> [Exercise objective]
Locate each line of the listing below that includes the word "hornbill", and copy those lines in full.

── Data rows ──

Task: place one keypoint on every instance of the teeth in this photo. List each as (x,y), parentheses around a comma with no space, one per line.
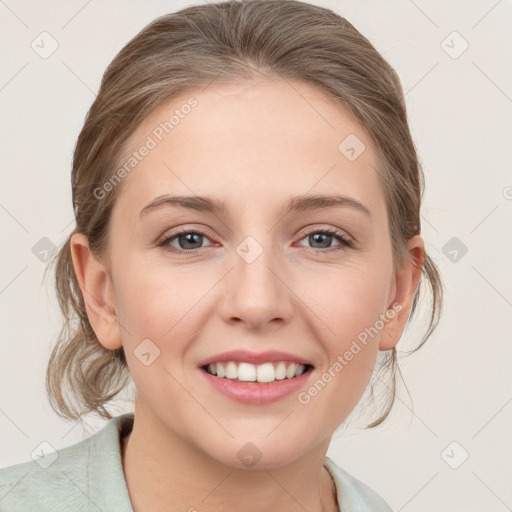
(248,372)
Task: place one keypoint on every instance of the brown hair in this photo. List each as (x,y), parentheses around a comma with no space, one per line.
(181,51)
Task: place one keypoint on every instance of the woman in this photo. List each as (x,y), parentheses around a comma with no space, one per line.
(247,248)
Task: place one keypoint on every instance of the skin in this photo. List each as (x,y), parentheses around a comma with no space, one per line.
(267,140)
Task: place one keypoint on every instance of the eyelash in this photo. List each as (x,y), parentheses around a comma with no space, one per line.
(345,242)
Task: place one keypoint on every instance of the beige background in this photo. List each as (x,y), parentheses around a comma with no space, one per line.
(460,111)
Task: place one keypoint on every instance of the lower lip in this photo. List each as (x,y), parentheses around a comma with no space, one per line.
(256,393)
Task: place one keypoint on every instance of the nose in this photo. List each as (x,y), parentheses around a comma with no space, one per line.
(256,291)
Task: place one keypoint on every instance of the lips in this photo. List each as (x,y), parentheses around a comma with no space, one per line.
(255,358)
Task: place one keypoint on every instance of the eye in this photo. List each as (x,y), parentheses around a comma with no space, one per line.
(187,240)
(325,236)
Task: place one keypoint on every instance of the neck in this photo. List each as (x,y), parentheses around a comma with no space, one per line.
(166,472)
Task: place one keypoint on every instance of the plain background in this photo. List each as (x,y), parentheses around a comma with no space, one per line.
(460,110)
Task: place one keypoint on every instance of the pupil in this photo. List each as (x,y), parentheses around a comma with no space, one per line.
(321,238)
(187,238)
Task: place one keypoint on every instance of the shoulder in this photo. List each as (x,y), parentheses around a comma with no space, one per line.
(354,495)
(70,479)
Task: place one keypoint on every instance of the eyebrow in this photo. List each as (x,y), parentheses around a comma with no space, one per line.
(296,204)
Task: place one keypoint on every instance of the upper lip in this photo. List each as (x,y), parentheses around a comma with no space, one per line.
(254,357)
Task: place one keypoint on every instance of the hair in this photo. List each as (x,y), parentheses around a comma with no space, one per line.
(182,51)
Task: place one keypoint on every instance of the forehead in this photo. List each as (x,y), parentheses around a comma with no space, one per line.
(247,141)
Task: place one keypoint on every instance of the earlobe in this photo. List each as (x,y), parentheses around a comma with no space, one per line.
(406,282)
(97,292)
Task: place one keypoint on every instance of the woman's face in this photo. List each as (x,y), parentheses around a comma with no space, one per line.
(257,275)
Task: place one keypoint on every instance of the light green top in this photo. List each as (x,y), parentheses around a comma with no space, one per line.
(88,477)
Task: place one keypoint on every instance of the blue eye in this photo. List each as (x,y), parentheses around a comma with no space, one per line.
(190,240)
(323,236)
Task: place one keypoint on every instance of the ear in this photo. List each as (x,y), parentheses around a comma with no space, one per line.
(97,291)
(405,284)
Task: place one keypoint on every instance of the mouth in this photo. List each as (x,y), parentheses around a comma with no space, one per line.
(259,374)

───
── Data rows ──

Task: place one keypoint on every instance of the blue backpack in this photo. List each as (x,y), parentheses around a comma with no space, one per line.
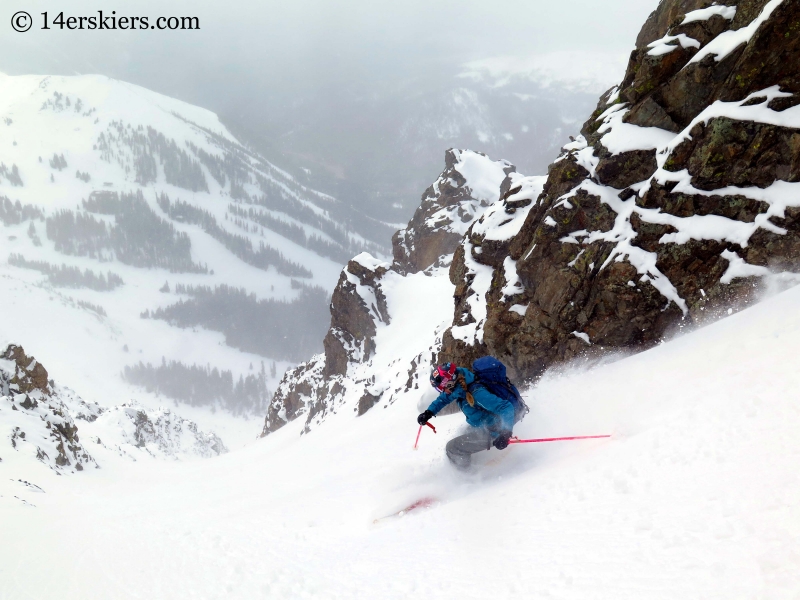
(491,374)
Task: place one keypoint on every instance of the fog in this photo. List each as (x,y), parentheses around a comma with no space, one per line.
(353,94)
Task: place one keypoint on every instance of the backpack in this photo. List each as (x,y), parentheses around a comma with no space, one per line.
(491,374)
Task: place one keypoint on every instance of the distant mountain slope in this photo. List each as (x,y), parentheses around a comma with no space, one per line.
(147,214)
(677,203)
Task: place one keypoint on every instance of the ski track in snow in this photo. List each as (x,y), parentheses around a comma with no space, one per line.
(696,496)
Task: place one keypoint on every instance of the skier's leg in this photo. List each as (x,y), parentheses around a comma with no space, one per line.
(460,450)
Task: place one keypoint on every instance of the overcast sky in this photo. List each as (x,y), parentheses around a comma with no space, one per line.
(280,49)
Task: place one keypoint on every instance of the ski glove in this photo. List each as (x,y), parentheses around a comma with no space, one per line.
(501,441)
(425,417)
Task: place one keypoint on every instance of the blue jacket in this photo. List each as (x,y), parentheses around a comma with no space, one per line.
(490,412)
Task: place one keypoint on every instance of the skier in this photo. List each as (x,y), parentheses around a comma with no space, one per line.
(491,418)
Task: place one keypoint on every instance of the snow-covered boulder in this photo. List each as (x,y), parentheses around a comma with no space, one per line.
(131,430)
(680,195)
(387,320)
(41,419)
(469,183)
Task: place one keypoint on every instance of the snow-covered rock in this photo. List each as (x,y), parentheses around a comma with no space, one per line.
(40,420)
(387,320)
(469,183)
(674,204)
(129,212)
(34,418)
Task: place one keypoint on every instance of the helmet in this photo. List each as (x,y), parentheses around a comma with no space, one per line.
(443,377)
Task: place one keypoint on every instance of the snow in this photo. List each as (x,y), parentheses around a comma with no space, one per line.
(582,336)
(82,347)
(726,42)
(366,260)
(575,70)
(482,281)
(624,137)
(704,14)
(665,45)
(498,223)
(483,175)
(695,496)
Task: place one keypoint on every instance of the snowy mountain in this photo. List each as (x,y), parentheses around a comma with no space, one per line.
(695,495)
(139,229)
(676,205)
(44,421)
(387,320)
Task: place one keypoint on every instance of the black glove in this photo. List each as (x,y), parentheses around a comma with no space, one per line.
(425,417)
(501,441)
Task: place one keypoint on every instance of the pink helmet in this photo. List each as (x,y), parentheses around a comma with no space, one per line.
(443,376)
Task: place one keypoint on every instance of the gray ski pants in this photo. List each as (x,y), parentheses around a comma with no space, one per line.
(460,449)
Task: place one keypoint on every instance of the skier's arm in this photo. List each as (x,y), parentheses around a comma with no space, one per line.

───
── Data rows ──

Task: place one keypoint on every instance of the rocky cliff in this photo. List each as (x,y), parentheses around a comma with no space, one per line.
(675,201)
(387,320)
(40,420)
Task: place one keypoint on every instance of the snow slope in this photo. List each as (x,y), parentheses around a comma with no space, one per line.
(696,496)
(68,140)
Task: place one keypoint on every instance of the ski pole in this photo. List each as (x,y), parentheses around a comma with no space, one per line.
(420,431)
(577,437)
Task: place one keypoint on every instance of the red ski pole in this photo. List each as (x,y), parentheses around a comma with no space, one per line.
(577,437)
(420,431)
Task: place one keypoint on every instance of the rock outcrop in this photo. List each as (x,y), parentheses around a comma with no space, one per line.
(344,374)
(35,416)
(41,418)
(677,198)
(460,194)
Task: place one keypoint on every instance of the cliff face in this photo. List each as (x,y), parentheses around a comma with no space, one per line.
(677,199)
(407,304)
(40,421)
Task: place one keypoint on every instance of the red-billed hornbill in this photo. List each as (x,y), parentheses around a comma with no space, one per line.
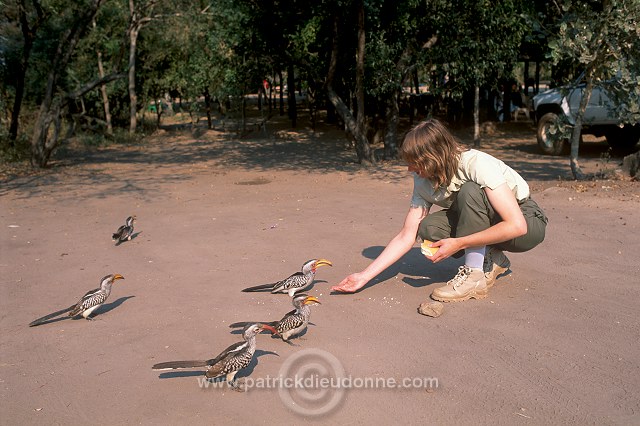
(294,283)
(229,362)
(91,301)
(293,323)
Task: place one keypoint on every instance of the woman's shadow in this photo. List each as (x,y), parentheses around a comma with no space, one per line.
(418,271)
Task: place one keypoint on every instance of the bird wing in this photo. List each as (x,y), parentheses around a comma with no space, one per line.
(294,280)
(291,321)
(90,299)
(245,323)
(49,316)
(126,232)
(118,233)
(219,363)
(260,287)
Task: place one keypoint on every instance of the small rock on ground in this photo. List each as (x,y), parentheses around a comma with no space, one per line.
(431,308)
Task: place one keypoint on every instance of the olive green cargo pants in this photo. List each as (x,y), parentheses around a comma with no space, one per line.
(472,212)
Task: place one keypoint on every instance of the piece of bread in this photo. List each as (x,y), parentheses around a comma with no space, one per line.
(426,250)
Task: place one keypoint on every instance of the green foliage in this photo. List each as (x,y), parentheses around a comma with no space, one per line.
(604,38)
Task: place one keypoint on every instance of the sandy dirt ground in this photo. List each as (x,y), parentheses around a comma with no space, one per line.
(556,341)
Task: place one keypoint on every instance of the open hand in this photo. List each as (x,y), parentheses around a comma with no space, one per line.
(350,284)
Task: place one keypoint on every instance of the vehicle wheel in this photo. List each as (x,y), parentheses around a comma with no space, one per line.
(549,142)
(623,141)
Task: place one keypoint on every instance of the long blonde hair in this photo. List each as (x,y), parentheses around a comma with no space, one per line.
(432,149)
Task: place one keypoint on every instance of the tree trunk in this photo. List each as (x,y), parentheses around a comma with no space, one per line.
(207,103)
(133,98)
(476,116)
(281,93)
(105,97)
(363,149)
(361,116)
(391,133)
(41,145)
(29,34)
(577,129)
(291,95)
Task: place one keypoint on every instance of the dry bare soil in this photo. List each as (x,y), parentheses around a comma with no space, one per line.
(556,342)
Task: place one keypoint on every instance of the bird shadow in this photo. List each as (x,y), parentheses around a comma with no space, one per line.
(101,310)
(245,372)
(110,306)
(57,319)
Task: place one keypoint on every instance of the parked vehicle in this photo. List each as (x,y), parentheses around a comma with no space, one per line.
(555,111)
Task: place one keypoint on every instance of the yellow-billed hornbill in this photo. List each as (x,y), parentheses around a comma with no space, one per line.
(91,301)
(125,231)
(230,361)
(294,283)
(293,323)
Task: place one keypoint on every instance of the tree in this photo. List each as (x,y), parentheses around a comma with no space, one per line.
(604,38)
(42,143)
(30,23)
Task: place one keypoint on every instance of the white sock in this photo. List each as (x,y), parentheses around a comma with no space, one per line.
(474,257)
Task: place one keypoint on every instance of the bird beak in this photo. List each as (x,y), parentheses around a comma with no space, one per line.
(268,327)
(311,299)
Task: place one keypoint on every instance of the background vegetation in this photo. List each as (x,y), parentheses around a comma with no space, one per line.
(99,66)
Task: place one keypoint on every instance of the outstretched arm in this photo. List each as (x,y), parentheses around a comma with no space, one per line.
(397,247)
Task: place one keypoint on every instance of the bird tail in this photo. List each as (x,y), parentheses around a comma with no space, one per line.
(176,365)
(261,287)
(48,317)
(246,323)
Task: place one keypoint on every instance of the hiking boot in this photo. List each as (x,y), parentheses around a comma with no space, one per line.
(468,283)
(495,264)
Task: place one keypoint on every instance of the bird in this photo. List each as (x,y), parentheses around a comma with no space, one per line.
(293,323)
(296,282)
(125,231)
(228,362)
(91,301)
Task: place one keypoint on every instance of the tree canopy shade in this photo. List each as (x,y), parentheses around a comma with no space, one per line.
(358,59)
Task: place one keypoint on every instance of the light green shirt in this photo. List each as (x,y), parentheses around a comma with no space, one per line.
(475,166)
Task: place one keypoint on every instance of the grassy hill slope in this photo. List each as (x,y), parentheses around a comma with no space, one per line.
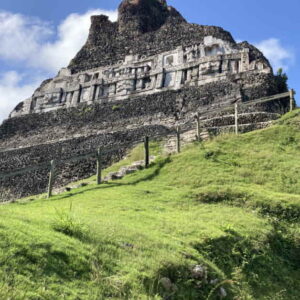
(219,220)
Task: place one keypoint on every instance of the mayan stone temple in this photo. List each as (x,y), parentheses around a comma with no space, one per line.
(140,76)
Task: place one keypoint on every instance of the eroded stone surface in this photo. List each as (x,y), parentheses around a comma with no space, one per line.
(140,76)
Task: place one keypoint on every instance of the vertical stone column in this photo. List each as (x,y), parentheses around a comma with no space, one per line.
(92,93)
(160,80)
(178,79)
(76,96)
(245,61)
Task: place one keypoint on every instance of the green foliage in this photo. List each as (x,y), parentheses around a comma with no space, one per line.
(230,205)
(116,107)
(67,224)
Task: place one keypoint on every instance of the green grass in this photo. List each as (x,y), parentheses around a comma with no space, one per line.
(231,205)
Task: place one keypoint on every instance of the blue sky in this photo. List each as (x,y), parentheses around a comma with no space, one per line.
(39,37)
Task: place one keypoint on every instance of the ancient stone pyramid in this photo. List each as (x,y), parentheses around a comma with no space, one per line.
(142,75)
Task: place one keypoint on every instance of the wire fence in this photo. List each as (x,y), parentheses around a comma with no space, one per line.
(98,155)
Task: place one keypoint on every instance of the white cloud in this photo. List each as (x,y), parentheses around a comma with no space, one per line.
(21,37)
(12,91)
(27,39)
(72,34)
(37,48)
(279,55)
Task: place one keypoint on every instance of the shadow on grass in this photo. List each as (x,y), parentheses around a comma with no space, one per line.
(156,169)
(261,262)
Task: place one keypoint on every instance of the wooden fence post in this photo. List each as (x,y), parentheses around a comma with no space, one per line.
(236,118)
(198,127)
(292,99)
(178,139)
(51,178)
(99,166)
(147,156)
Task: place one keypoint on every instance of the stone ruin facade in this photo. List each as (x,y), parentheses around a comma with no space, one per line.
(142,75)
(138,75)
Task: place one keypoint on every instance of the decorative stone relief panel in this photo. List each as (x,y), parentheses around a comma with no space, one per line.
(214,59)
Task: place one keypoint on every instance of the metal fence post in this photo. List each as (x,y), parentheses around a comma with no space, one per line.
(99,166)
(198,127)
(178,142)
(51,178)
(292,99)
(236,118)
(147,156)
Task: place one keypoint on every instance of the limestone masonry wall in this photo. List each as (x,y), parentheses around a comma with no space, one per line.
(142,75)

───

> [Complete response]
Task: place one keypoint on every instance of the red-billed hornbill in this photo. List each as (x,y), parentheses around a comma with no space, one per line.
Task: place one keypoint on every instance of the yellow-billed hornbill in this photo. List each as (x,y), parentheses around a comma with no space, one per line.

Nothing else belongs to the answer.